Copy all the material below, exactly as it stands.
--- start SOURCE RECORDS ---
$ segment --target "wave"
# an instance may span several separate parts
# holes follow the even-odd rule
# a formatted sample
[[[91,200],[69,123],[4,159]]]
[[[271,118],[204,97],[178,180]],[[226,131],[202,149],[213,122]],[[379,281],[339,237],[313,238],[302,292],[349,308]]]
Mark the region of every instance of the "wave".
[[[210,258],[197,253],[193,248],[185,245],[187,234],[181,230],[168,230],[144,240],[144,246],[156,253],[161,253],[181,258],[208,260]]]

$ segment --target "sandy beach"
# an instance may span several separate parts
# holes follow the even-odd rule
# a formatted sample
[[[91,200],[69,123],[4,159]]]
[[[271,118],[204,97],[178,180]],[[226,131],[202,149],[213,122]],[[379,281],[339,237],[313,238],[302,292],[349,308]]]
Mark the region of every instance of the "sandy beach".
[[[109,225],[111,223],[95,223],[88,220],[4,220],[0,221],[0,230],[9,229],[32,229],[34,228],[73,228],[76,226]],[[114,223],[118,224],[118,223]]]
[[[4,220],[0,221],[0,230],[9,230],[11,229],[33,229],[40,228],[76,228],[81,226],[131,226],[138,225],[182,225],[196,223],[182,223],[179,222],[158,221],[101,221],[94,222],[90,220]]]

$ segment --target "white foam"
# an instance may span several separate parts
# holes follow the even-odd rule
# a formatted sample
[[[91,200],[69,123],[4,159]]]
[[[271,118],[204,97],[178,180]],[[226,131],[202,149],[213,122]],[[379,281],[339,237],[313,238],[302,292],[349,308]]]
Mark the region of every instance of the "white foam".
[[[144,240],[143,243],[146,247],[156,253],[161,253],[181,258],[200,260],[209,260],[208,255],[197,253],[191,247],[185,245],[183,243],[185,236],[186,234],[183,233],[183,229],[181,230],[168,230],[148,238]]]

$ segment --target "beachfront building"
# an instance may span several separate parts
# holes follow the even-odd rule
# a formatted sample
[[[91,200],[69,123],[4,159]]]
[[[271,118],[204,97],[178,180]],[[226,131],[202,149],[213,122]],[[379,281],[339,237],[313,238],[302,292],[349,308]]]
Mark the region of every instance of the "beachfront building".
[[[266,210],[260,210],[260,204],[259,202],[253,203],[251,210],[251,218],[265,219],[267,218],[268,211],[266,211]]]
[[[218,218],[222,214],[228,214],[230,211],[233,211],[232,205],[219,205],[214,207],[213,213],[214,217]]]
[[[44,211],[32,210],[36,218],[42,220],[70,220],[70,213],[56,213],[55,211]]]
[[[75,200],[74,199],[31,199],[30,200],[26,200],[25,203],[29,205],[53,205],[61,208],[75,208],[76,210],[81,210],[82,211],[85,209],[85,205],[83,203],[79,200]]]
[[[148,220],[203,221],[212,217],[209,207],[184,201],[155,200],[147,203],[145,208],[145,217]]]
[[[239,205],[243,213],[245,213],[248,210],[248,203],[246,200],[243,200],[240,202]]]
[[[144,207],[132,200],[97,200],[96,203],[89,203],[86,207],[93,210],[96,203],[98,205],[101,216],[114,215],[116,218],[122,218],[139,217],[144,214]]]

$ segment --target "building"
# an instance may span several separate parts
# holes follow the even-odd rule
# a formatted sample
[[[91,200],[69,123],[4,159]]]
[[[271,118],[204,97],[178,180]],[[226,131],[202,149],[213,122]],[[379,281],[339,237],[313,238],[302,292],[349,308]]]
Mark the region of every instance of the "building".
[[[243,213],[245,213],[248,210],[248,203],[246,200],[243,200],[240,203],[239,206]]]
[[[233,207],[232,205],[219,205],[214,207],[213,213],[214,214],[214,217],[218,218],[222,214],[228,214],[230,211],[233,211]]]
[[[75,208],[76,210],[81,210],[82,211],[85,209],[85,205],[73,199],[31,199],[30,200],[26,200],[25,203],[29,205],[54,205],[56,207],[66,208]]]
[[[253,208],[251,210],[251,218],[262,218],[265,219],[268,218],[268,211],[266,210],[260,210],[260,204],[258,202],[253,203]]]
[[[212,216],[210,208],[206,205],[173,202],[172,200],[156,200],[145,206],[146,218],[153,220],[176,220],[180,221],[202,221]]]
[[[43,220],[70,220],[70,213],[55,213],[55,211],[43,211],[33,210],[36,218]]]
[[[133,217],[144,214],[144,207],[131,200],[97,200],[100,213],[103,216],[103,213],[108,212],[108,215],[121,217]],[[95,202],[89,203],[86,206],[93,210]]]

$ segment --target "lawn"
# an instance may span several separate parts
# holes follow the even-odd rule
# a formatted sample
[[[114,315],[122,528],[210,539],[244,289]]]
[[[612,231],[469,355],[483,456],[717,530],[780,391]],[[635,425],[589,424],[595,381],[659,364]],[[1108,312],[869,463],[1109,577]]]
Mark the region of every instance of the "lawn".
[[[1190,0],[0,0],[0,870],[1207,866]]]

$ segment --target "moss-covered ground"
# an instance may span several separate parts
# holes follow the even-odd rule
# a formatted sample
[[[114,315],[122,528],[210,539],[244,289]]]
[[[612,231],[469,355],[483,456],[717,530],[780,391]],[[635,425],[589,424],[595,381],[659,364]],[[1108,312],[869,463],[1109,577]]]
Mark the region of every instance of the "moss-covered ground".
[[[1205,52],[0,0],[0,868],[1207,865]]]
--- end SOURCE RECORDS ---
● FINAL RESULT:
$ segment --target "wave"
# an instance may span several separate parts
# holes follow the even-odd rule
# a formatted sample
[[[91,200],[69,123],[4,159]]]
[[[271,118],[204,97],[178,180]],[[226,131],[202,149],[213,122]],[[379,281],[339,237],[313,238],[302,292],[349,308]]]
Mark the region of every instance of the "wave".
[[[210,258],[197,253],[193,248],[185,245],[187,234],[181,230],[168,230],[144,240],[144,246],[156,253],[161,253],[181,258],[208,260]]]

$ segment --target "sandy beach"
# an instance may span several separate parts
# holes follow the even-odd rule
# a formatted sample
[[[91,200],[69,123],[4,159]]]
[[[271,118],[204,97],[178,180]],[[226,131],[202,149],[213,122]],[[379,281],[339,237],[313,238],[302,292],[349,308]]]
Mark the region of every instance of the "sandy beach".
[[[109,225],[111,223],[95,223],[88,220],[4,220],[0,221],[0,230],[9,229],[32,229],[34,228],[73,228],[76,226]],[[114,223],[118,224],[118,223]]]
[[[4,220],[0,221],[0,230],[9,230],[11,229],[33,229],[40,228],[76,228],[81,226],[131,226],[138,225],[182,225],[196,223],[182,223],[179,222],[158,221],[101,221],[94,222],[90,220]]]

$ segment --target "white foam"
# an instance may span several separate parts
# holes follow the even-odd rule
# a formatted sample
[[[91,200],[69,123],[4,159]]]
[[[271,118],[204,97],[178,180]],[[226,131],[202,149],[213,122]],[[379,281],[339,237],[313,238],[302,292],[349,308]]]
Mark the region of every instance of the "white foam".
[[[144,240],[143,243],[146,247],[156,253],[161,253],[181,258],[200,260],[209,260],[208,255],[197,253],[191,247],[185,245],[183,243],[185,236],[186,234],[183,233],[183,229],[181,230],[168,230],[148,238]]]

$ segment --target "beachfront building"
# an instance may span several separate parts
# holes follow the even-odd rule
# a formatted sample
[[[91,200],[69,123],[4,159]]]
[[[271,118],[204,97],[178,180]],[[226,131],[202,149],[213,122]],[[379,281],[339,237],[313,238],[302,292],[349,308]]]
Mark the region of every instance of the "beachfront building".
[[[266,210],[260,210],[260,204],[259,202],[253,203],[251,210],[251,218],[265,219],[267,218],[268,211],[266,211]]]
[[[218,218],[222,214],[228,214],[230,211],[233,211],[232,205],[219,205],[214,207],[213,213],[214,217]]]
[[[44,211],[32,210],[36,218],[42,220],[70,220],[70,213],[56,213],[55,211]]]
[[[75,200],[74,199],[31,199],[30,200],[26,200],[25,203],[29,205],[53,205],[61,208],[75,208],[76,210],[81,210],[82,211],[85,209],[85,205],[83,203],[79,200]]]
[[[148,220],[203,221],[212,217],[209,207],[184,201],[155,200],[147,203],[145,208],[145,217]]]
[[[239,205],[243,213],[245,213],[248,210],[248,203],[246,200],[243,200],[240,202]]]
[[[144,207],[132,200],[97,200],[96,203],[89,203],[86,207],[93,210],[96,203],[98,205],[101,216],[114,215],[116,218],[122,218],[139,217],[144,214]]]

$ segment --target "building"
# an instance may span several separate parts
# holes follow the even-odd rule
# a formatted sample
[[[91,200],[69,123],[4,159]]]
[[[271,118],[204,97],[178,180]],[[226,131],[202,149],[213,122]],[[379,281],[339,237],[313,238],[302,292],[349,308]]]
Mark the region of every instance of the "building".
[[[243,213],[245,213],[248,210],[248,203],[246,200],[243,200],[240,203],[239,206]]]
[[[233,207],[232,205],[219,205],[214,207],[213,213],[214,214],[214,217],[218,218],[222,214],[228,214],[230,211],[233,211]]]
[[[75,208],[76,210],[81,210],[82,211],[85,209],[85,205],[73,199],[31,199],[30,200],[26,200],[25,203],[29,205],[54,205],[56,207],[66,208]]]
[[[253,208],[251,210],[251,218],[262,218],[265,219],[268,218],[268,211],[266,210],[260,210],[260,204],[258,202],[253,203]]]
[[[212,216],[210,208],[206,205],[173,202],[172,200],[156,200],[145,206],[146,218],[153,220],[176,220],[180,221],[202,221]]]
[[[43,220],[70,220],[70,213],[55,213],[55,211],[43,211],[33,210],[36,218]]]
[[[133,217],[144,214],[144,207],[131,200],[97,200],[100,213],[103,216],[103,213],[108,212],[108,215],[121,217]],[[95,202],[89,203],[86,206],[93,210]]]

$ segment --target "lawn"
# an instance may span several separate parts
# holes follow the even-odd rule
# a formatted sample
[[[114,315],[122,528],[210,539],[244,289]]]
[[[612,231],[469,355],[483,456],[717,530],[780,391]],[[635,425],[589,424],[595,381],[659,364]],[[1108,312],[869,463],[1109,577]]]
Mark the region of every instance of the "lawn".
[[[1190,0],[0,0],[0,870],[1207,866]]]

$ segment --target "moss-covered ground"
# an instance may span several separate parts
# holes follow the even-odd rule
# a formatted sample
[[[114,315],[122,528],[210,539],[244,289]]]
[[[612,231],[469,355],[483,456],[717,530],[780,391]],[[635,425],[589,424],[595,381],[659,364]],[[1108,312],[869,463],[1109,577]]]
Mark the region of every instance of the "moss-covered ground".
[[[1205,52],[0,0],[0,868],[1207,865]]]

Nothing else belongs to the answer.